* [Предложенный отрывок]:
────

Ребекка отбывала наказание за убийство: она нанесла своему парню более пятидесяти ударов ножом. Была чрезвычайно жестокой и страдала расстройством личности.
Нападения на надзирателей доставляли ей особое удовольствие.
Ее фишкой было прятаться под одеялом и притворяться, что она мертва. Ребекка была похожа на богомола, который лежал в засаде и был готов напасть на каждого, кто придет его проверить.
Проблема была в том, что ранее у нее были попытки самоубийства. Она много раз пыталась задушить себя различными способами, например, сдавливая горло простыней или резинкой от трусов. Правда, мы всегда вовремя ее спасали.
Это означало, что мы никогда точно не знали, притворяется она или же действительно покончила с собой. Это была русская рулетка: мы рисковали жизнью, чтобы выяснить. Тем не менее я никому бы не позволила умереть в мою смену. Была половина девятого утра, и я была надзирательницей больничного корпуса В1.
– Нам придется войти.
Ди нажала на тревожную кнопку. Нам требовалось подкрепление, но мы не могли ждать, когда все придут. Нужно было попасть внутрь как можно быстрее, поскольку Ребекка действительно могла попытаться убить себя.
Мы отперли дверь и ворвались внутрь. Я откинула одеяло и увидела очень даже живую Ребекку Смит. Одним плавным движением она вскочила с кровати и напала на нас с силой десяти мужчин. Она махала кулаками и пиналась во всех направлениях. Из ее горла вырвалось низкое гортанное рычание.
– Ой! – Это было единственное слово, которое мне удалось произнести, пока она колотила нас.
Еще более дьявольской ситуацию сделало то, что она обмазалась детским маслом, купленным в столовой, поэтому каждый раз, когда мы пытались схватить ее и надеть на нее наручники, она выскальзывала. Это был известный прием, который применяли многие заключенные.

────

* [Фрагмент набора данных]:
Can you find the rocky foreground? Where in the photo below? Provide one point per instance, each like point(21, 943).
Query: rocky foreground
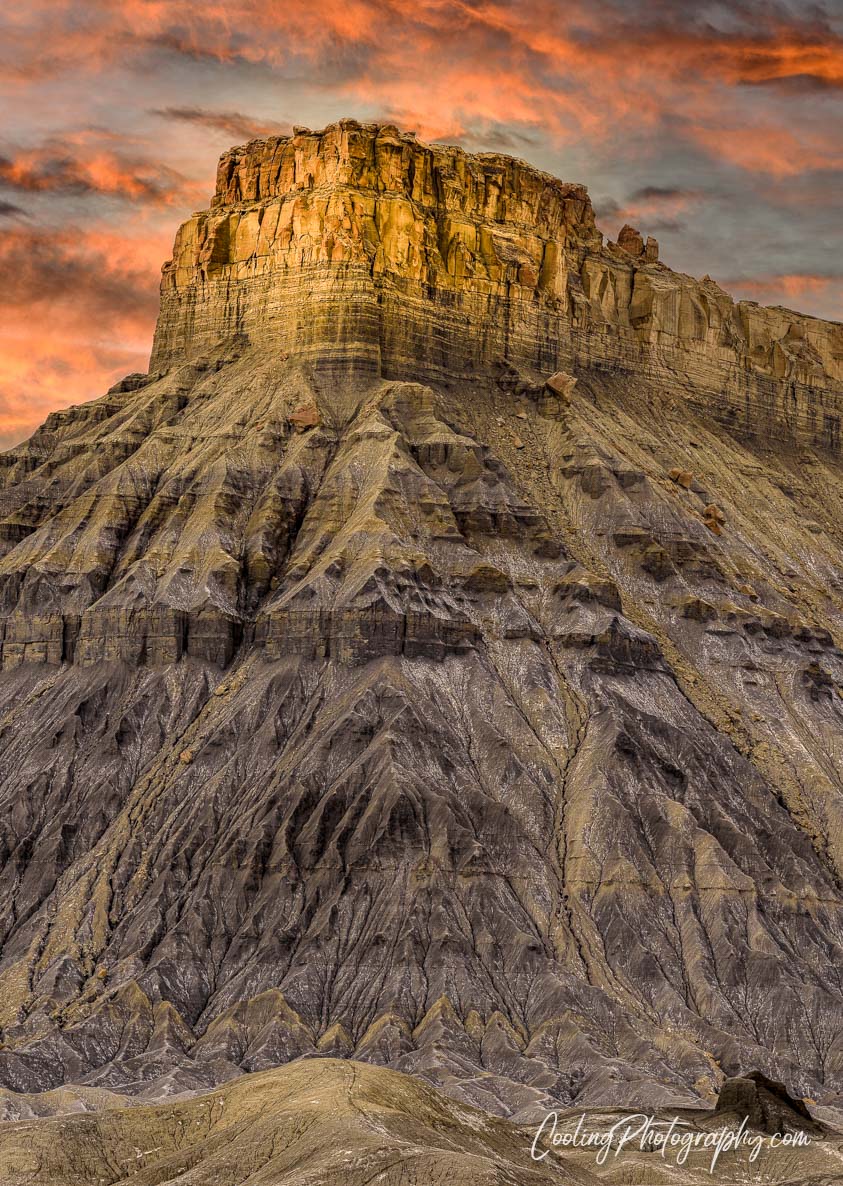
point(433, 661)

────

* [Задание]: Верните без изменений часть отрывка о Ребекке: начните со слов «Ребекка отбывала наказание» и остановитесь после слов «страдала расстройством личности.».

* [Решение задания]:
Ребекка отбывала наказание за убийство: она нанесла своему парню более пятидесяти ударов ножом. Была чрезвычайно жестокой и страдала расстройством личности.